Definitions of Domestic Abuse

The formal definition of domestic abuse is physical, sexual, psychological, emotional or financial abuse that takes place within a family-type relationship.

Within an intimate or family-type relationship, domestic abuse forms a pattern of coercive and controlling behaviour.

undefinedA woman holding door closed against dark outline of someone on the other sideThis can include stalking and harrassment, forced marriage, so-called 'honour' crimes and female genital mutilation. Domestic abuse may include a range of abusive behaviours not all of which are, in themselves, inherently violent.

Definitions of domestic abuse

Physical abuse – this is self explanatory and what usually comes to mind when thinking of domestic abuse – the image of the ‘battered’ wife and the angry, out of control husband. The reality is harsh - nationally two women every week are killed by a partner or former partner,  and a women is at most risk of death or serious injury at the point of leaving or up to a year after. Domestic abuse accounts for between 16% and a quarter of all violent crime.

Sexual abuse  - shockingly, 54% of rapes are committed by a woman’s partner or former partner and a third of teenage girls suffer unwanted sexual acts in a relationship.

Psychological abuse - domestic violence and other abuse is the most prevalent cause of depression and other mental health difficulties in women.

Emotional abuse - what would happen if you could never do or say anything right? Emotional abuse can include anything from verbal abuse and constant criticism to more subtle tactics, such as repeated disapproval or even the refusal to ever be pleased. Continual insults, accusations and insinuations erode away at a person until they lose all sense of self-esteem and confidence . Our service users consistently report that the emotional abuse was worse than any physical harm.
★ ★ ★ ★ ★
EXERCISES TO COMPLETE ->
- 1) Rewrite the passage of the page on domestic abuse that begins at the words "undefinedA woman holding" and stops after "all violent crime.", changing "violent crime" to "violent offenses".
- 2) Continue the page on domestic abuse from its final sentence.

AVAILABLE DATA ->
★ ★ ★ ★ ★
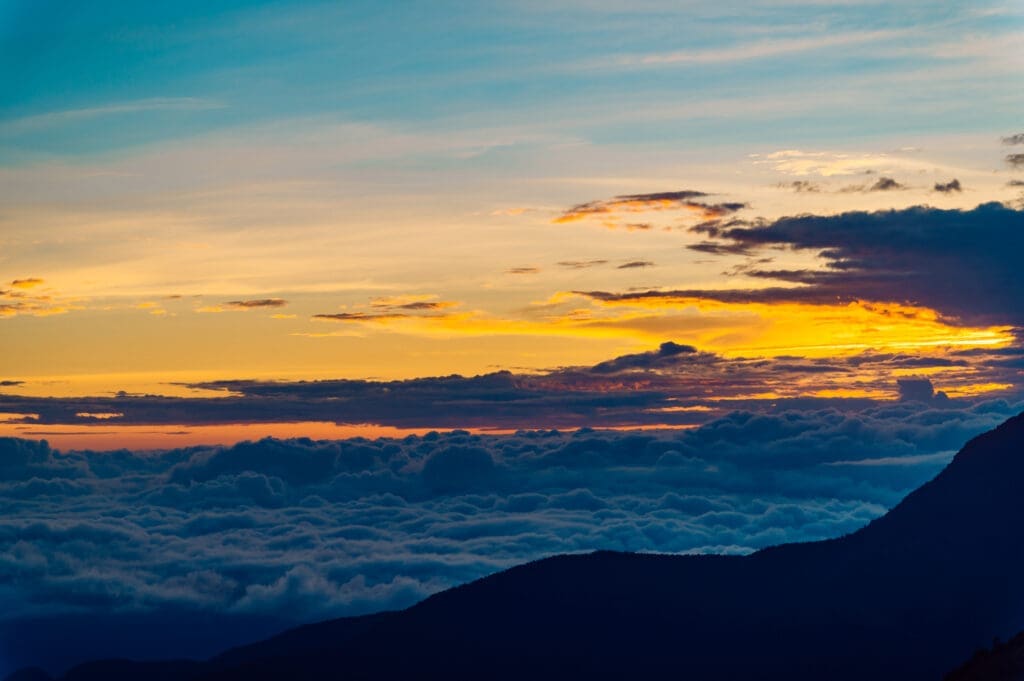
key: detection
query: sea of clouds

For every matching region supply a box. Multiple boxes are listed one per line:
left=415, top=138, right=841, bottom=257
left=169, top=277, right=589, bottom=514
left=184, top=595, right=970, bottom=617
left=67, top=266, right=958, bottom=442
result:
left=0, top=400, right=1024, bottom=671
★ ★ ★ ★ ★
ANSWERS TO THE EXERCISES ->
- 1)
undefinedA woman holding door closed against dark outline of someone on the other sideThis can include stalking and harrassment, forced marriage, so-called 'honour' crimes and female genital mutilation. Domestic abuse may include a range of abusive behaviours not all of which are, in themselves, inherently violent.

Definitions of domestic abuse

Physical abuse – this is self explanatory and what usually comes to mind when thinking of domestic abuse – the image of the ‘battered’ wife and the angry, out of control husband. The reality is harsh - nationally two women every week are killed by a partner or former partner,  and a women is at most risk of death or serious injury at the point of leaving or up to a year after. Domestic abuse accounts for between 16% and a quarter of all violent offenses.

- 2)
Psychological and emotional abuse is sometimes called ‘intimate terrorism’.

Financial abuse - when you are not in control of your finances this can leave you dependent and powerless. Financial abuse not only includes being kept short of money but also stopping you from getting a job or keeping your job.  Imagine having to account for every penny spent, or every phone call made on an itemised bill? 

Who does domestic abuse happen to?

Domestic abuse can happen to anyone regardless of social background, age, gender, religion, sexuality or ethnicity.  

Women
Domestic abuse is rarely a one off incident. It is a complex pattern of power and control. While both men and women experience single incidents of inter-personal violence, women are considerably more likely to experience repeated and severe forms of violence.

Women constitute 89% of those who experience four or more incidents of domestic violence in their lifetime (Walby and Allen, 2004). These women are likely to have experienced all types of intimate violence (partner abuse, family abuse, sexual assault and stalking). Furthermore, nearly half the women who have experienced intimate violence of any kind, are likely to have been victims of more than one kind of intimate abuse.

Men
Men can be victims of domestic violence. While, statistics show that domestic violence is a predominantly male on female crime, this does not deny the problems faced by men experiencing domestic violence. The perpetrator may be a partner or a relative and the abuse may not always be physical.

We provide advice, initial assessment and signposting to men via our community worker at A&E, our weekly Domestic Abuse Surgery and our Helpline.

Lesbian, gay, bisexual and transgender (LGB&T*) people

LGB&T* people experience domestic violence regardless of age, class, disability, gender identity, caring responsibility, immigration status, race or religion. LGB&T*people can find it hard to talk about domestic violence.

Acknowledging that any current or ex-partner or family member is an 'abuser' is hard, and this can be made harder by threats of 'outing' or because of fear of further isolation, but there are agencies and people who can help and support you and the 'abusive' person. 

Children
In the majority of families where there is abuse the children will be aware of this and will often see or hear it going on. At least 750,000 children a year will be the same or the next room when domestic abuse occurs.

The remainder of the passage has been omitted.